Article:
☆ ☆ ☆

Integrate on Floors

$\int _{ -1 }^{ 1 }{ \left\lfloor x+\left\lfloor x+\left\lfloor x \right\rfloor \right\rfloor \right\rfloor dx }$

$=\int _{ -1 }^{ 0}{ \left\lfloor x+\left\lfloor x+\left\lfloor x \right\rfloor \right\rfloor \right\rfloor dx }+\int _{ 0}^{ 1 }{ \left\lfloor x+\left\lfloor x+\left\lfloor x \right\rfloor \right\rfloor \right\rfloor dx }$

$=\int _{ -1 }^{ 0 }{ \left\lfloor x+\left\lfloor x-1 \right\rfloor \right\rfloor dx }+\int _{ 0 }^{ 1 }{ \left\lfloor x+\left\lfloor x+0 \right\rfloor \right\rfloor dx }$

$=\int _{ -1 }^{ 0 }{ \left\lfloor x+(-2) \right\rfloor dx }+\int _{ 0 }^{ 1 }{ \left\lfloor x+0\right\rfloor dx }$

$=-3$

Let's analyze the function $f(x)=\left\lfloor x+\left\lfloor x+\left\lfloor x\right\rfloor \right\rfloor\right\rfloor$ .

For $-1\le x<0$ we have $\lfloor x\rfloor = -1$ Also since $-2\le x-1 <-1$ and $-3\le x-2<-2$ we have $\lfloor x-1\rfloor =-2$ and $\lfloor x-2\rfloor = -3$ . So in that range $f(x)=\left\lfloor x+\left\lfloor x-1\right\rfloor\right\rfloor=\left\lfloor x-2\right\rfloor=-3$ .

For $0\le x<1$ we have $\lfloor x\rfloor = 0$ . So in that range $f(x)=\left\lfloor x+\left\lfloor x+0\right\rfloor\right\rfloor=\left\lfloor x\right\rfloor=0$ . And we trivially have $f(1)=3$ .

Therefore, only the interval $[-1,0)$ contributes to the area. The area is $(-3)\times 1=\boxed{-3}$ .

We can simply use the fact that [x+I] can be written as [x]+I where I is an integer. Now as [x] is itself an integer we can remove it repeatedly to final get integral of "-1 to 1" 3 times [x] to get -3. That's a much shorter solution in practice. (Where [.] represents the greatest integer function)

☆ ☆ ☆

Pointing dataset records:
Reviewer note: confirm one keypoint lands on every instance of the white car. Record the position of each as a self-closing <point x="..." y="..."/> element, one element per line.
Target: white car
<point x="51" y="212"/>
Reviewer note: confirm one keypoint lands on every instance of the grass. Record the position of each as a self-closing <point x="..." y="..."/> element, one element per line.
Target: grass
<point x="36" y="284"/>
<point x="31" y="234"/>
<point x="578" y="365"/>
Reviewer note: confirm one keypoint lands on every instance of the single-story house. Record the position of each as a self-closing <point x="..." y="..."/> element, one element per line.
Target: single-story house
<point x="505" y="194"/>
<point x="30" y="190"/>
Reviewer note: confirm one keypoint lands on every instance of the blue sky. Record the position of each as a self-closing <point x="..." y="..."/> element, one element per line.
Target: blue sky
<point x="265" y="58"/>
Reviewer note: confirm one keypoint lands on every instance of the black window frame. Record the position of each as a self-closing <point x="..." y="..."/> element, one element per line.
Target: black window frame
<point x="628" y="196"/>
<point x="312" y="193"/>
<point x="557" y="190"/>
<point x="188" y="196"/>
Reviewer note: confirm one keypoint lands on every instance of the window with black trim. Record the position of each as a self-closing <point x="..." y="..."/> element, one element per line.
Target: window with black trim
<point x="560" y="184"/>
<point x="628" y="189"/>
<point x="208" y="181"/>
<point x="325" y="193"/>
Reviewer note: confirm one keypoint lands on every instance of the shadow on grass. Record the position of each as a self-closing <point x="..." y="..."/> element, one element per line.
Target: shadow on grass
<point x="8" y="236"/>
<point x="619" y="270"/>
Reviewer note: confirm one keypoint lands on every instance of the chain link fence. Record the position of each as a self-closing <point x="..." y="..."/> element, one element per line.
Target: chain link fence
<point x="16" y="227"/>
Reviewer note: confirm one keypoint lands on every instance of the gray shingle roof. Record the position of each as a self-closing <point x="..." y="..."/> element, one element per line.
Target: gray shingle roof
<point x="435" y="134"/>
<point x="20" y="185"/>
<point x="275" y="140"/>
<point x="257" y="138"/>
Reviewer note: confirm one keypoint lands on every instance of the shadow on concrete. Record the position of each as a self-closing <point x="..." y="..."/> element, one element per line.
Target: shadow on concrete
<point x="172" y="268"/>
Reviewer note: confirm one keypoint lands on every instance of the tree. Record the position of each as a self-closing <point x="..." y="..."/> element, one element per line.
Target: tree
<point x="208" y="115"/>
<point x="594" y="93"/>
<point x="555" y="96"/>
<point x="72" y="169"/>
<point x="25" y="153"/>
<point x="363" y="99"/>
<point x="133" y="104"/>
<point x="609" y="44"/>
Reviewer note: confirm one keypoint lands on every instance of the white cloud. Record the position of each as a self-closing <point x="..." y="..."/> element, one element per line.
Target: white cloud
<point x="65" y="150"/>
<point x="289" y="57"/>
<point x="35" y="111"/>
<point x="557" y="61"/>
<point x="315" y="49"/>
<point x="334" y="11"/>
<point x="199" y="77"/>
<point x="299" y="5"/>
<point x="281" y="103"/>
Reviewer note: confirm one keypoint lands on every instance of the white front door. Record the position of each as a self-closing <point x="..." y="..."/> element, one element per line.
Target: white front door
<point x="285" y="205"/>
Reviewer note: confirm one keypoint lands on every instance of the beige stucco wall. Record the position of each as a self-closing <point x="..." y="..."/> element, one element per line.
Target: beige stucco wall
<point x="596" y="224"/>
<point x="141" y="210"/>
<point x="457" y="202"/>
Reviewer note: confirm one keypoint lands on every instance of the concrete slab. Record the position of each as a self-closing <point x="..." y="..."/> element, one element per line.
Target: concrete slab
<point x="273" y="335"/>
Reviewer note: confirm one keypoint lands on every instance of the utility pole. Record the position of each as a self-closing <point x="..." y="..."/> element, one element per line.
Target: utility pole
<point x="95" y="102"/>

☆ ☆ ☆

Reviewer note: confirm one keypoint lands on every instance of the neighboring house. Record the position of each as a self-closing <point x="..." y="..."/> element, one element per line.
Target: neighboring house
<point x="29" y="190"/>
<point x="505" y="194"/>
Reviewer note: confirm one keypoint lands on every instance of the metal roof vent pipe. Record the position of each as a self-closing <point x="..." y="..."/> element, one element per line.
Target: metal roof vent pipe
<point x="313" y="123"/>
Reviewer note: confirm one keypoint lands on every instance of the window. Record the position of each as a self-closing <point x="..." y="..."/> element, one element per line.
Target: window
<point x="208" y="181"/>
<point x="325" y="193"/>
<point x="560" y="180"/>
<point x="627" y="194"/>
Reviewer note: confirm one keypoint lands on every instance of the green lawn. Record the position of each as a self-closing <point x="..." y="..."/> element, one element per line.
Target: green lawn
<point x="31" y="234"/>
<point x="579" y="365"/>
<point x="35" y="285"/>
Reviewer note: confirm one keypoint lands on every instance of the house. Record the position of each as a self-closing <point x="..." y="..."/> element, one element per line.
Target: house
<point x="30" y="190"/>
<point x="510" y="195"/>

☆ ☆ ☆

Job: According to the thread on integrating floors, which interval is the only one that contributes to the area? The listing has no connection to the thread on integrating floors.

Response to this exercise: The interval [-1, 0).